- _WHAT IS REQUIRED_:
Locate every line in the data below that contains the string "green", and copy each of those lines in full. Letter case counts.

══ GIVEN RECORDS

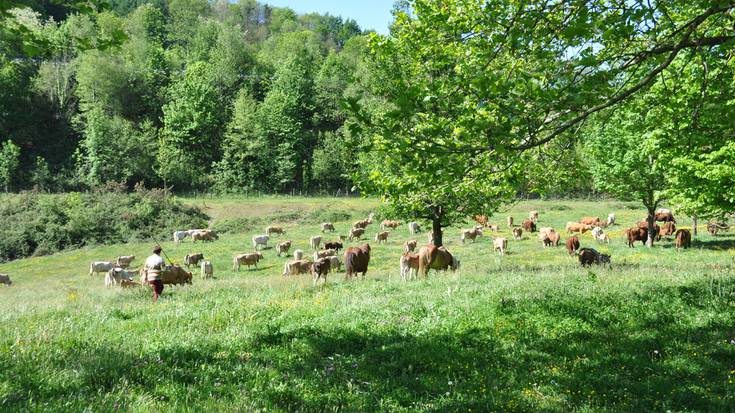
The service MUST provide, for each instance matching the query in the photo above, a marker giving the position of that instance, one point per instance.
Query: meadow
(528, 331)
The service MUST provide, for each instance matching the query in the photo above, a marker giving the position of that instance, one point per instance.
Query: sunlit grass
(530, 331)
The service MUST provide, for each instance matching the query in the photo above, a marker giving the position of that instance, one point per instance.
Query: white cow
(180, 235)
(315, 242)
(100, 266)
(117, 275)
(260, 240)
(207, 269)
(124, 261)
(414, 228)
(335, 263)
(599, 235)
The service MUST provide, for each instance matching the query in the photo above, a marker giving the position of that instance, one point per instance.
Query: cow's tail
(424, 263)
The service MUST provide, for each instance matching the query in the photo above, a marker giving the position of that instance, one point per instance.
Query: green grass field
(529, 331)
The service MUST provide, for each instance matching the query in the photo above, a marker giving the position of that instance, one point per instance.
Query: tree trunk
(694, 225)
(436, 231)
(651, 235)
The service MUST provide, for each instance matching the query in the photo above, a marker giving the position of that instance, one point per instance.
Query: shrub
(45, 224)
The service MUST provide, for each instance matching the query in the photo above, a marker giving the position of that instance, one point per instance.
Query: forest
(196, 95)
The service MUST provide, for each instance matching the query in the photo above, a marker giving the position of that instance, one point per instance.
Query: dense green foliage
(527, 332)
(43, 224)
(193, 94)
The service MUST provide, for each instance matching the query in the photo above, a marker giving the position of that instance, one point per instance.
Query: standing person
(153, 267)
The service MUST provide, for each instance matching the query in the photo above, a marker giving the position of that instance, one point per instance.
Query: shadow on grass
(641, 352)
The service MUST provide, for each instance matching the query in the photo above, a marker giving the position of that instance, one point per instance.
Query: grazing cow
(599, 235)
(356, 233)
(116, 276)
(500, 245)
(409, 265)
(577, 227)
(382, 236)
(296, 267)
(667, 230)
(517, 233)
(124, 261)
(664, 216)
(324, 254)
(100, 266)
(544, 231)
(320, 269)
(436, 258)
(207, 269)
(636, 234)
(315, 242)
(333, 246)
(363, 223)
(260, 240)
(335, 263)
(193, 259)
(270, 230)
(572, 245)
(470, 234)
(175, 275)
(204, 236)
(246, 259)
(553, 238)
(683, 239)
(592, 221)
(481, 219)
(356, 260)
(180, 235)
(389, 224)
(589, 256)
(414, 228)
(283, 248)
(529, 225)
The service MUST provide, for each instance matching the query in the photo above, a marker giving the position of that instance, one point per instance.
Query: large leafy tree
(472, 84)
(193, 123)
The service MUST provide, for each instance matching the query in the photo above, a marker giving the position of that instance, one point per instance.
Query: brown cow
(594, 221)
(589, 256)
(436, 258)
(320, 269)
(333, 246)
(572, 245)
(667, 230)
(356, 260)
(517, 233)
(577, 227)
(529, 225)
(664, 215)
(636, 234)
(683, 239)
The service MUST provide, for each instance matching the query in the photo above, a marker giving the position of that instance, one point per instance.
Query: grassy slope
(530, 331)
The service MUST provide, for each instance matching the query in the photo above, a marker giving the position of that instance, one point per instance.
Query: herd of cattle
(412, 262)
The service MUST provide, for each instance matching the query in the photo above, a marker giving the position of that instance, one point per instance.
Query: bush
(43, 224)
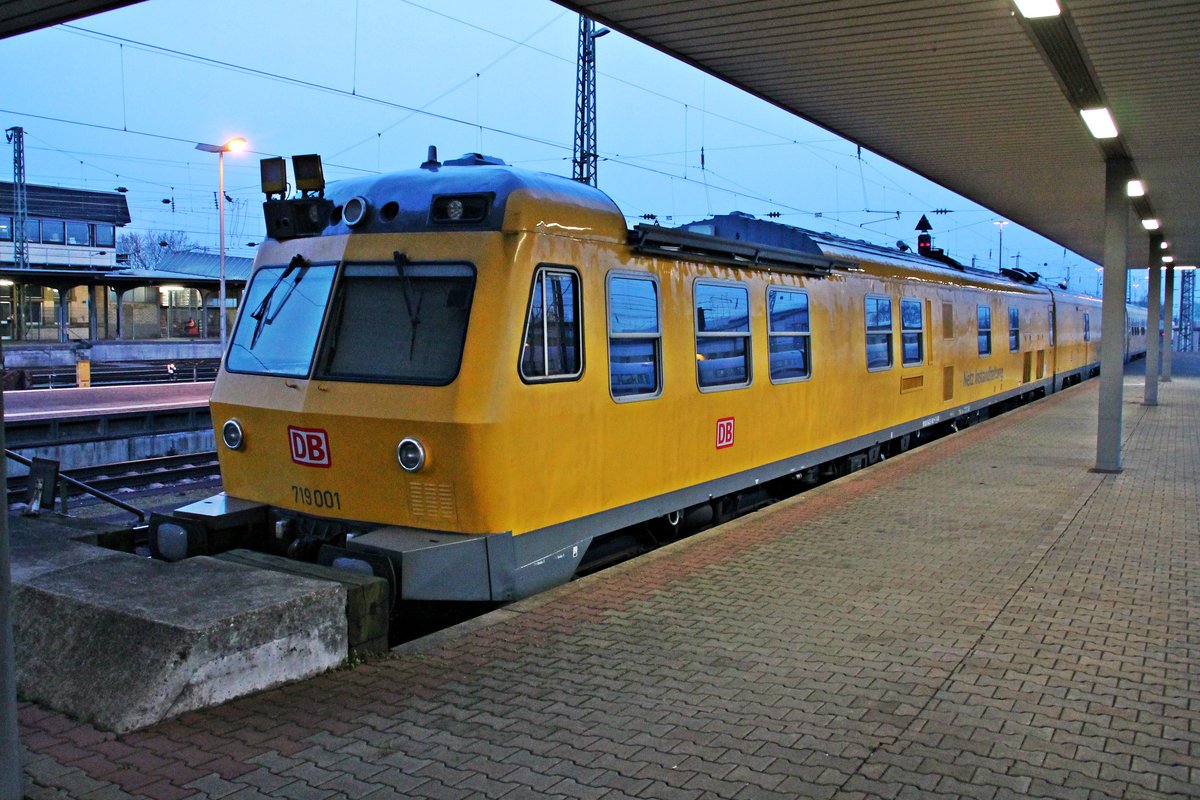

════

- _OUTPUT BELOW_:
Query: green grass field
Query: dense green foliage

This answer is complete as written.